===== Fragmento para leer
Es obvio que la mentalidad imperante entre los teólogos de la liberación, nutrida por la visión marxista de la sociedad y de la economía, se caracterizaba por un tenaz y persistente ataque al egoísmo subyacente, según ellos, a la visión liberal de la sociedad y la economía.
Puesto que se persigue el lucro todo el sistema económico capitalista o de libre mercado debía ser anti-cristiano. Supuesto que el origen de la pobreza de grandes masas de la población latinoamericana es el egoísmo privilegiado por el libre cambio, tenía que haber una monstruosa explotación –en el sentido marxista del término-. A toda costa había que suprimir el sistema económico para terminar con las injusticias sociales, el analfabetismo, la enfermedad y el atraso en las condiciones de vida de amplios sectores de la población en los países del tercer Mundo.
La mentalidad de la “liberación” opina que es inherente a la vieja creatura el cerrarse al “otro” en total indiferencia por sus necesidades. Pero el conoce el amor divino, aseguran, ha abandonado y debe abandonar todo enquistamiento egocentrista y abrirse al otro alcanzándolo en un abrazo de solidaridad y fraternidad. Tal es la nueva espiritualidad o lo que denominan la nueva vida en el espíritu.
En conformidad con esta visión teológica únicamente la caridad y una mayor apertura solidaria hará de este mundo un mundo mejor. Es decir un mundo mucho más adelantado y por lo tanto capaz de proveer un nivel de existencia más elevado. En consecuencia se sostiene que es nuestra lamentable insensibilidad la que no permite que nos percatemos de que la economía basada en la competencia es causa del analfabetismo, el hambre y la miseria existentes.
¿Cuál es la conclusión a que se arriba y que constituye parte del programa de la teología de la liberación? Pues que el capitalismo o la economía de libre mercado no puede, por su propia naturaleza y esencia, llegar a concretar sobre esta tierra el maravilloso ideal de vida que promueve y al que aspira el Reino de Dios. ¿Entonces? Sólo el socialismo es compatible con el Reino de los Cielos. Como programa y proyecto histórico-social, el socialismo es considerado por esta corriente teológica como una especie de “brazo secular” del mensaje del evangelio.
La perfecta compatibilidad del socialismo con la fe parece ser efecto de una miopía infantil: Al promover el socialismo la desaparición de la propiedad privada y la muerte del egoísmo individual, automáticamente aparecerá –como por encanto- una sociedad evangélica de amor, solidaridad y caridad. Estas virtudes, contrario al pecaminoso egoísmo capitalista, producirán una sociedad más igualitaria, sin pobreza, sin hambre, sin “contradicciones”. En una sola palabra: Todo el problema económico se reduce al plano moral. La cuestión a remontar no es la escasez de los bienes y servicios sino de la carencia de amor y caridad.
==========
Tarea a realizar
Extrae del texto sobre la teología de la liberación el pasaje que va desde "Puesto que se" hasta "del tercer Mundo.", sin cambiar ninguna palabra.
===== Extracto de datos
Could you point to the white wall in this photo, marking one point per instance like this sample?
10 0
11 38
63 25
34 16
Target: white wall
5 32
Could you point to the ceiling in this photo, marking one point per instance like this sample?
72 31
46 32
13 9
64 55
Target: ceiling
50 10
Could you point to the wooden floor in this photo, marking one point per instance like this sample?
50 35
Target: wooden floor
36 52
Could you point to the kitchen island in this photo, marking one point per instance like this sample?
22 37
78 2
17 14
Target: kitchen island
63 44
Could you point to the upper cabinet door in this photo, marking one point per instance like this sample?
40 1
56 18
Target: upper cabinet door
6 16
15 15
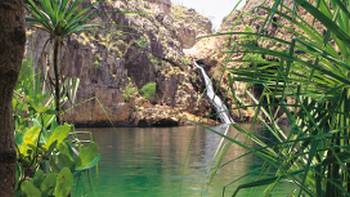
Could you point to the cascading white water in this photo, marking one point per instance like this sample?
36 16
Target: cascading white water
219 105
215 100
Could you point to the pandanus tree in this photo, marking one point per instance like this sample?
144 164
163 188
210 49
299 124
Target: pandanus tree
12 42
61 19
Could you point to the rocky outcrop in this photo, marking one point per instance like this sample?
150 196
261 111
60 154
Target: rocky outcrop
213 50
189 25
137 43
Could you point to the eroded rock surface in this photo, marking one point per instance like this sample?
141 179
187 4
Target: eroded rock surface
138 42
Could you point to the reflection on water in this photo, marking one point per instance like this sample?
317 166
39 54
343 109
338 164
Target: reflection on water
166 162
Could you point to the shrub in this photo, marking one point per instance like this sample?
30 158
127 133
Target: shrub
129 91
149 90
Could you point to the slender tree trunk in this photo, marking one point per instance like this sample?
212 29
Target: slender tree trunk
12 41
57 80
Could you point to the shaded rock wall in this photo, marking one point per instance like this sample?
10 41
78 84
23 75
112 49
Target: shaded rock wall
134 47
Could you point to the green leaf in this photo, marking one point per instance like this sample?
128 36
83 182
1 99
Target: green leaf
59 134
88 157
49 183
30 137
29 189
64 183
==========
===== Extracto de datos
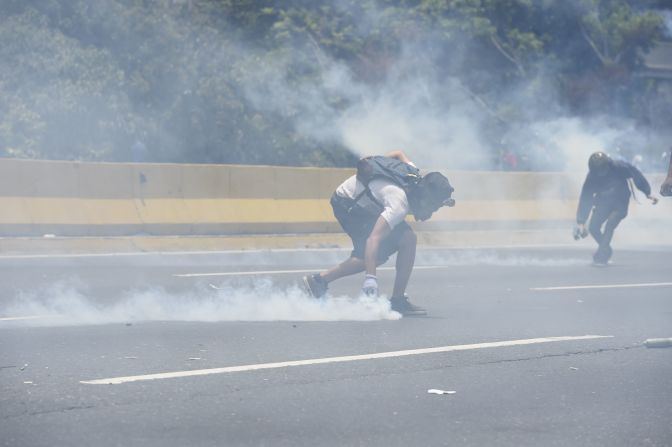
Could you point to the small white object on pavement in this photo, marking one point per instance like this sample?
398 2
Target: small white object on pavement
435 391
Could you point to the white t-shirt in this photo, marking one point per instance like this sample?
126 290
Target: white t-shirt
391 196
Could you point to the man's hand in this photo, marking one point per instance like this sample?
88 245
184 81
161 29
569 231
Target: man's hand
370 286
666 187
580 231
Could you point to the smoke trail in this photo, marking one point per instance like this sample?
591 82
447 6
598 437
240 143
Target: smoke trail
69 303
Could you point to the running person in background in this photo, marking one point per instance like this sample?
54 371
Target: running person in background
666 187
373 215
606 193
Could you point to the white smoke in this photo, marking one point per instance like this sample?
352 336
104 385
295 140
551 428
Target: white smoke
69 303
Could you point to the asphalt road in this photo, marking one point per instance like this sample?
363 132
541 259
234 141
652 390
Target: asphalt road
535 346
==========
===== Extracto de datos
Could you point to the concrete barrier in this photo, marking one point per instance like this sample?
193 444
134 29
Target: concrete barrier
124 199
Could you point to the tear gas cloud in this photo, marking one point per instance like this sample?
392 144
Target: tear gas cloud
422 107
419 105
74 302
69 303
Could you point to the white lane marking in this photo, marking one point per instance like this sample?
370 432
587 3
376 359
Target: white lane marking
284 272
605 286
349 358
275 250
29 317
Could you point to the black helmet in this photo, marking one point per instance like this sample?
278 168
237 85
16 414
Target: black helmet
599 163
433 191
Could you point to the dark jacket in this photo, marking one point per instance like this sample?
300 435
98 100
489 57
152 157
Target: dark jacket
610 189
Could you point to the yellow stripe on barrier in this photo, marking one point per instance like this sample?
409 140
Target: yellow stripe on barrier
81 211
==========
Resultado obtenido
Puesto que se persigue el lucro todo el sistema económico capitalista o de libre mercado debía ser anti-cristiano. Supuesto que el origen de la pobreza de grandes masas de la población latinoamericana es el egoísmo privilegiado por el libre cambio, tenía que haber una monstruosa explotación –en el sentido marxista del término-. A toda costa había que suprimir el sistema económico para terminar con las injusticias sociales, el analfabetismo, la enfermedad y el atraso en las condiciones de vida de amplios sectores de la población en los países del tercer Mundo.